PROVIDED INFORMATION section start
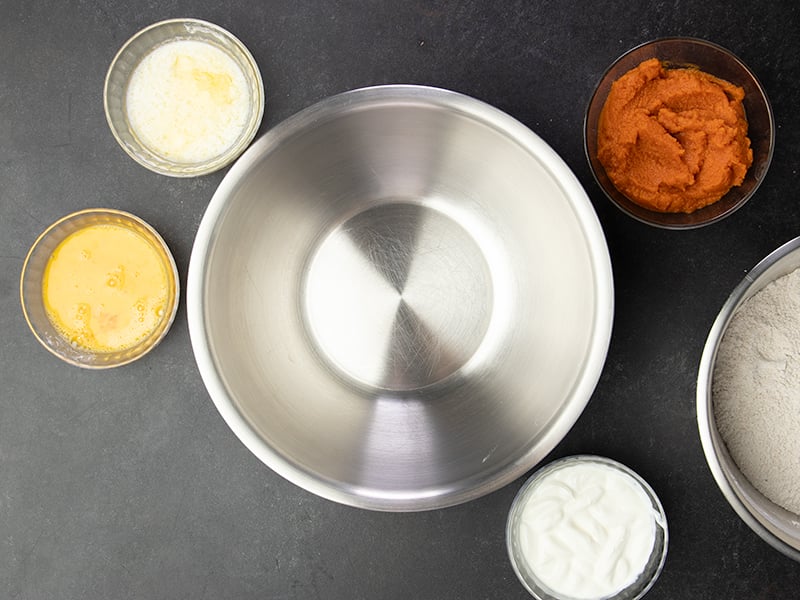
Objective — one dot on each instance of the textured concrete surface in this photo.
(127, 483)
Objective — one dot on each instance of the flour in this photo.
(756, 390)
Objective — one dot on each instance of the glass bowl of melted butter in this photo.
(184, 97)
(99, 288)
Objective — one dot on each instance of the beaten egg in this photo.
(106, 288)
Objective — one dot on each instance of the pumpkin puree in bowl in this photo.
(673, 139)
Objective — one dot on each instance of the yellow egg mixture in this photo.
(105, 288)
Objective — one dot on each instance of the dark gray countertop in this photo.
(128, 484)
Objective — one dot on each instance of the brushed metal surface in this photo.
(400, 298)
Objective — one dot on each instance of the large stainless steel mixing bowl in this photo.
(400, 298)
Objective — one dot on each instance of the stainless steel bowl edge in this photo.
(431, 495)
(736, 489)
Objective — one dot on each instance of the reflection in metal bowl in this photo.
(400, 298)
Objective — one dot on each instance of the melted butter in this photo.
(188, 101)
(105, 288)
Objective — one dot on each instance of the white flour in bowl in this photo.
(756, 390)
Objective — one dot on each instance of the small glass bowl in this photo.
(129, 57)
(32, 300)
(717, 61)
(655, 562)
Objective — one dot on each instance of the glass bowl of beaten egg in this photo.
(705, 180)
(184, 97)
(586, 527)
(99, 288)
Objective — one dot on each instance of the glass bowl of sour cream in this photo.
(586, 528)
(184, 97)
(99, 288)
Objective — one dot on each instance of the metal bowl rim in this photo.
(370, 498)
(704, 406)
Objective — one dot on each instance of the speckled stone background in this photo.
(127, 483)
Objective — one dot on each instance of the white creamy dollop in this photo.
(587, 530)
(188, 101)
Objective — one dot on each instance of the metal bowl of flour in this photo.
(773, 523)
(400, 298)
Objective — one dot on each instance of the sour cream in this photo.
(586, 530)
(188, 101)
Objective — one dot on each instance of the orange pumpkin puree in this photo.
(673, 139)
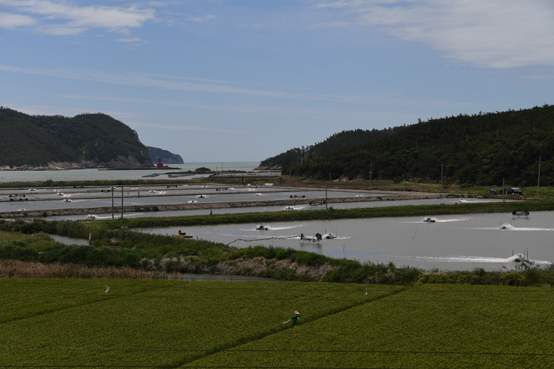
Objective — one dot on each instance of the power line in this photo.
(306, 351)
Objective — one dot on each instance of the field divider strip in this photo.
(229, 347)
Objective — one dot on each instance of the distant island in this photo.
(167, 156)
(39, 142)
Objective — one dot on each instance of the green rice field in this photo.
(60, 323)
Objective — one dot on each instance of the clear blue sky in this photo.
(242, 80)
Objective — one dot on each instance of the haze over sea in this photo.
(102, 174)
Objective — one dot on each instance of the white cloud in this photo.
(131, 40)
(204, 87)
(63, 17)
(491, 33)
(202, 19)
(11, 21)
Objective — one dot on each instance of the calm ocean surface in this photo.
(98, 174)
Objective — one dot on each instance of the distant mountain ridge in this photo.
PROVIDED INFORMATION section end
▶ _TASK PROMPT_
Restate each entry verbatim and skip every image.

▶ _EXERCISE RESPONSE_
Objective — one dot on each instance of the textured concrete surface in this photo.
(127, 483)
Objective — one dot on each instance of the flour in this photo.
(756, 390)
Objective — one dot on each instance of the glass bowl of melted butter in this photo.
(184, 97)
(99, 288)
Objective — one dot on each instance of the beaten egg in this photo.
(106, 288)
Objective — one dot on each instance of the pumpkin puree in bowl in this photo.
(673, 139)
Objective — one dot on each instance of the yellow egg mixture in this photo.
(105, 288)
Objective — one dot on each instance of the dark gray countertop in this photo.
(128, 484)
Objective — one dot on each instance of the brushed metal surface in this photo.
(400, 298)
Objective — one dot on each instance of the large stainless steel mixing bowl in this photo.
(400, 298)
Objective — one dot on each instance of the stainless steel bowl edge in this photo.
(431, 495)
(736, 489)
Objective — one dot on each instance of the reflection in metal bowl in this photo.
(400, 298)
Objective — one dot on each instance of the melted butter in this photo.
(188, 101)
(105, 288)
Objective — one dot on each instance of the white flour in bowl in this photo.
(756, 390)
Objective — one dot on each instance of the small glass bowl in this photo.
(129, 57)
(32, 300)
(717, 61)
(655, 562)
Objective — one dot on each instance of the glass bowl of beaten egg in this photo.
(705, 180)
(184, 97)
(586, 527)
(99, 288)
Objective — one dot on each instance of the glass bowl of sour cream in this photo.
(586, 528)
(184, 97)
(99, 288)
Objective — one dot on each instance of the metal bowl rim in this photo.
(370, 498)
(704, 406)
Objective — one dot on each instance of the speckled stone background in this photo.
(127, 483)
Objective — one dot on each instance of the white creamy dollop in this photo.
(587, 530)
(188, 101)
Objective — one dot on each instance of the metal bowl of flour in this photo.
(773, 523)
(400, 298)
Objective — one dot on each instance of the sour cream in this photo.
(586, 530)
(188, 101)
Objective — one dot on each instance of the orange pumpkin puree in this photo.
(673, 139)
Objective — one dot on each instance of the power line in this photo.
(306, 351)
Objective — one dot on each instance of the field divider strip in this photo.
(229, 347)
Objective — one dot on each instance of the distant island in this photo.
(167, 156)
(39, 142)
Objective — one dot on each instance of the green rice field in this photo.
(60, 323)
Objective — one dot on each instance of the clear blue sky in this photo.
(242, 80)
Objective — one dot on each instance of the haze over sea in this photo.
(102, 174)
Objective — one dot on each instance of the white cloud in this photo.
(131, 40)
(204, 87)
(63, 17)
(491, 33)
(202, 19)
(11, 21)
Objective — one dot on each instance of the calm ocean surface in this photo.
(98, 174)
Objective — one dot on each instance of the distant mountain ridge in this photo.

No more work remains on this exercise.